[Start of Document extract]
How Life Changes When You Become A Mom

My husband and I were 19 years old when we actually DECIDED to start a family. We had absolutely no idea what we were in for and we thought we were ready.

It’s hard to be prepared for a child. You can be prepared financially (we weren’t) or maybe emotionally (we were to a certain extent), but you can never truly be ready for the way a child changes every aspect of your life until you have one.

Your heart changes the moment you meet your child and the love that develops is so deep and unconditional. If they hurt, you hurt. When they smile, you smile. I was surprised at the connection I felt the moment Dalton was born. I was responsible to keep him alive and safe, to make sure he was loved and taken care of. The responsibility that was added to my plate increased ten-fold.

You stop thinking just about your needs and have to make room for theirs. Am I hungry? They must be too. Diaper changes, feedings, making breakfast, lunch and dinner, educational play and learning times, bed time, baths, naps, cleaning up messes, laundry…. the list goes on.
[End of Document extract]
**Set exercise**
Please reproduce word for word the part of the motherhood piece above that begins at the words "How Life Changes" and stops after the words "you have one.".
[Start of Stored data]
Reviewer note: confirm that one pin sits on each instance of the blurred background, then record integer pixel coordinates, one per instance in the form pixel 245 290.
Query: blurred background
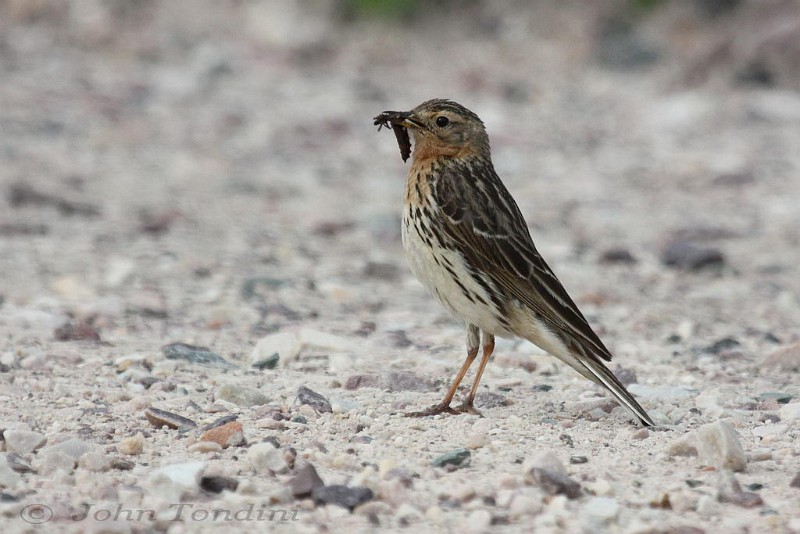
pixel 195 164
[End of Stored data]
[Start of Stored data]
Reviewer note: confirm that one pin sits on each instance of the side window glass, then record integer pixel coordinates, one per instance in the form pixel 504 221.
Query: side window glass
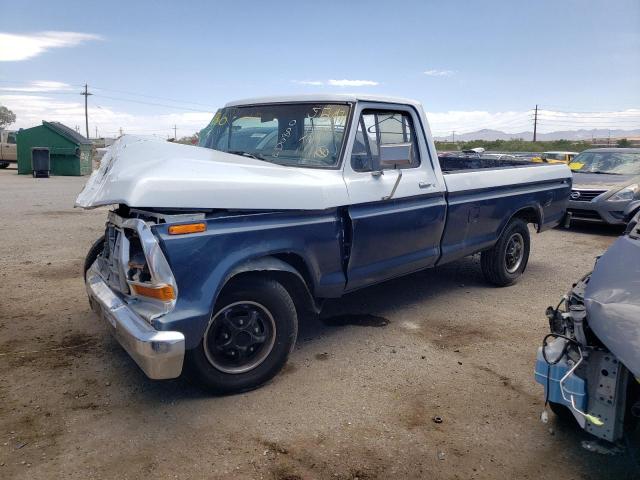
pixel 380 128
[End of Stored data]
[Start of Stored data]
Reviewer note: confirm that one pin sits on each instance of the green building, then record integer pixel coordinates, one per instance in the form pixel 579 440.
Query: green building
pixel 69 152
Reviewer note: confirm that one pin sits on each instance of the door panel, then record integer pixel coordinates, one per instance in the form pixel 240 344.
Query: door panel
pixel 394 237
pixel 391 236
[End of Stored data]
**Output for this exercise**
How Life Changes When You Become A Mom

My husband and I were 19 years old when we actually DECIDED to start a family. We had absolutely no idea what we were in for and we thought we were ready.

It’s hard to be prepared for a child. You can be prepared financially (we weren’t) or maybe emotionally (we were to a certain extent), but you can never truly be ready for the way a child changes every aspect of your life until you have one.